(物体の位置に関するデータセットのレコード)
++++

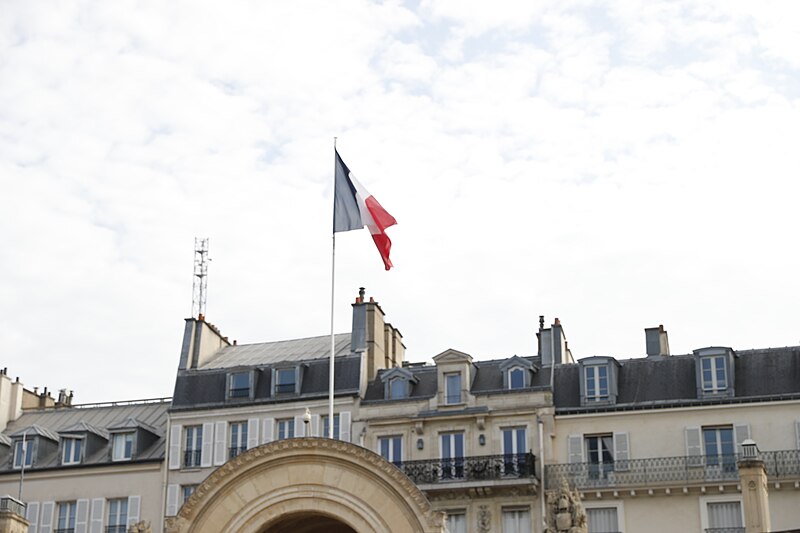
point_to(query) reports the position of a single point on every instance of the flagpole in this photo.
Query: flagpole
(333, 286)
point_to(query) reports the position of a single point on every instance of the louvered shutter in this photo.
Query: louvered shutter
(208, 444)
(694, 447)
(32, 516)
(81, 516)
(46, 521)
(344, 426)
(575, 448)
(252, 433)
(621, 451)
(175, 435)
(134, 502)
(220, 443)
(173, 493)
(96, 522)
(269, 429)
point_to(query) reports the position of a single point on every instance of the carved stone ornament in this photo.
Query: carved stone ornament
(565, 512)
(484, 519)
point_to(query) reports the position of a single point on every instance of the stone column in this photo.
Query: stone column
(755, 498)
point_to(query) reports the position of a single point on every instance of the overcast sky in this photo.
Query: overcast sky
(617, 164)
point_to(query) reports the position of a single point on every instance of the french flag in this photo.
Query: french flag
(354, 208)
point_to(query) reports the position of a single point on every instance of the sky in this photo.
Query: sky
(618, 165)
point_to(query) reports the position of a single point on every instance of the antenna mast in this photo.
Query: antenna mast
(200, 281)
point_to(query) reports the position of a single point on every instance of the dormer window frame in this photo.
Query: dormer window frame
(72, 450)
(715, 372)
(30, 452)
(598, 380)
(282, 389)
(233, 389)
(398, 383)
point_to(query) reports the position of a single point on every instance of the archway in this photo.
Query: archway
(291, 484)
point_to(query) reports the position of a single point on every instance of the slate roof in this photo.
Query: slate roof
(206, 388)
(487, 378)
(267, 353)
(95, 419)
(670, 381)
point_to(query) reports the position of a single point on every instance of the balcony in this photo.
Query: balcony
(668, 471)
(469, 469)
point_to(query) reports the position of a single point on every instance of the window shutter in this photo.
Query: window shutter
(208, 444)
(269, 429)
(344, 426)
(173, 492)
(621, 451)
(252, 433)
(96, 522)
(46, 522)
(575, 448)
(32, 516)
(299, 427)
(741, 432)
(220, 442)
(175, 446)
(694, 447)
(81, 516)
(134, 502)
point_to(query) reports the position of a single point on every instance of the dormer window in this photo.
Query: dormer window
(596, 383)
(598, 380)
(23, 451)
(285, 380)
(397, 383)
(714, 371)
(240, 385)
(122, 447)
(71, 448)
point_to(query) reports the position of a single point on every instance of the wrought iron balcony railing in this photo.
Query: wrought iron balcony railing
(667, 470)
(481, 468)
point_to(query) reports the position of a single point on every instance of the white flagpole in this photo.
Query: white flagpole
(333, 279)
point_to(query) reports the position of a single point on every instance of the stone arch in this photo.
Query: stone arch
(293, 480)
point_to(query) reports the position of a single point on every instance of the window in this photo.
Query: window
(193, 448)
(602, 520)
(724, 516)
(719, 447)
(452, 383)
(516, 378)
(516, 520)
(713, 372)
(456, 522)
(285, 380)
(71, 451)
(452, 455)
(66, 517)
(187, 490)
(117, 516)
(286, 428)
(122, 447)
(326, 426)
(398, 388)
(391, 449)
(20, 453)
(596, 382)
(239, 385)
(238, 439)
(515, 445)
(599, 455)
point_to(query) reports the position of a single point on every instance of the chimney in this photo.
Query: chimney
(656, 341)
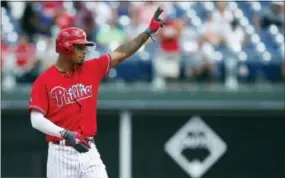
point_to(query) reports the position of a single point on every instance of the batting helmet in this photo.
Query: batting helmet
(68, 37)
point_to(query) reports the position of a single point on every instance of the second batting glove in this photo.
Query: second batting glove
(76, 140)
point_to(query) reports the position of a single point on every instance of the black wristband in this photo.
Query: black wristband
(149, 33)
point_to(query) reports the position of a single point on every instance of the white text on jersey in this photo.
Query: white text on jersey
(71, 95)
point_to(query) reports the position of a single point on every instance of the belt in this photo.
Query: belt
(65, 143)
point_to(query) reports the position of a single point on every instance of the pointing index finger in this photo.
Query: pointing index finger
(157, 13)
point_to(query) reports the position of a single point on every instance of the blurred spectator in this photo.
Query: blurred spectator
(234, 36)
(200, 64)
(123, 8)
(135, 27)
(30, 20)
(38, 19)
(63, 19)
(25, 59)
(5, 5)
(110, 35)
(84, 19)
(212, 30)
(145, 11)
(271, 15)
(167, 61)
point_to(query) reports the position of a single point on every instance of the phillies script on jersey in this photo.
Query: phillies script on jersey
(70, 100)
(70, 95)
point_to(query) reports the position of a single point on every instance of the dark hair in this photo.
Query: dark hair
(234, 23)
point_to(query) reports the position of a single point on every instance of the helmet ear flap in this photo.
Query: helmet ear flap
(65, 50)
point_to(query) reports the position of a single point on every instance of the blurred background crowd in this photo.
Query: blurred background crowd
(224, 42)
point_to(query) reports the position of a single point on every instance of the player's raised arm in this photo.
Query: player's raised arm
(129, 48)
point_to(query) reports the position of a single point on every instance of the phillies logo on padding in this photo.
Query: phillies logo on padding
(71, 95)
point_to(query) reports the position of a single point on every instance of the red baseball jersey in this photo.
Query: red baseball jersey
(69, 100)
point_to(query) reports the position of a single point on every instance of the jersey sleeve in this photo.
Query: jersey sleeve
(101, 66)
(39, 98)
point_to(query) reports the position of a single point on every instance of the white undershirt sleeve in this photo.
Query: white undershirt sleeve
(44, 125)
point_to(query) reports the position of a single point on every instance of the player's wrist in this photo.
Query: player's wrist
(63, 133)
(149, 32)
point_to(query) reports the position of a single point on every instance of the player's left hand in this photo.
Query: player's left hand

++++

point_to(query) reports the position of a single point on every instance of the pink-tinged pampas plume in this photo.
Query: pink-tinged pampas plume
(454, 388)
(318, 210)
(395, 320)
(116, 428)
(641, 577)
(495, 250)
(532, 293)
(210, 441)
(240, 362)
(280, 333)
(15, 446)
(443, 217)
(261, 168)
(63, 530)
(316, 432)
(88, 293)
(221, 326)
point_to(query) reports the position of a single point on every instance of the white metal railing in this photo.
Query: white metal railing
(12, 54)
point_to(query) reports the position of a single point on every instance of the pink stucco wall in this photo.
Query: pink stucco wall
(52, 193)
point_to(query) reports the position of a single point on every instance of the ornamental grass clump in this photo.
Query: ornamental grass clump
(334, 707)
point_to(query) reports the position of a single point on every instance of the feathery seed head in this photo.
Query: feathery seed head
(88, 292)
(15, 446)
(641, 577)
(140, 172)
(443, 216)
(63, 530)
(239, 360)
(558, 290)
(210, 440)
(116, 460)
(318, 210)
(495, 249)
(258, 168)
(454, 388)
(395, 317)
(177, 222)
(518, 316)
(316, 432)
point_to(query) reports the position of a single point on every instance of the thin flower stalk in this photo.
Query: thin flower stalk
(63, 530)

++++

= 小課題 =
上記のレコードのうち、「hand in this photo.」を含む行から始まり「Query: player's left hand」を含む行で終わる範囲を、両端の行も含めて一字一句変えずに返してください。

= 回答 =
point_to(query) reports the position of a single point on every instance of the player's left hand in this photo.
Query: player's left hand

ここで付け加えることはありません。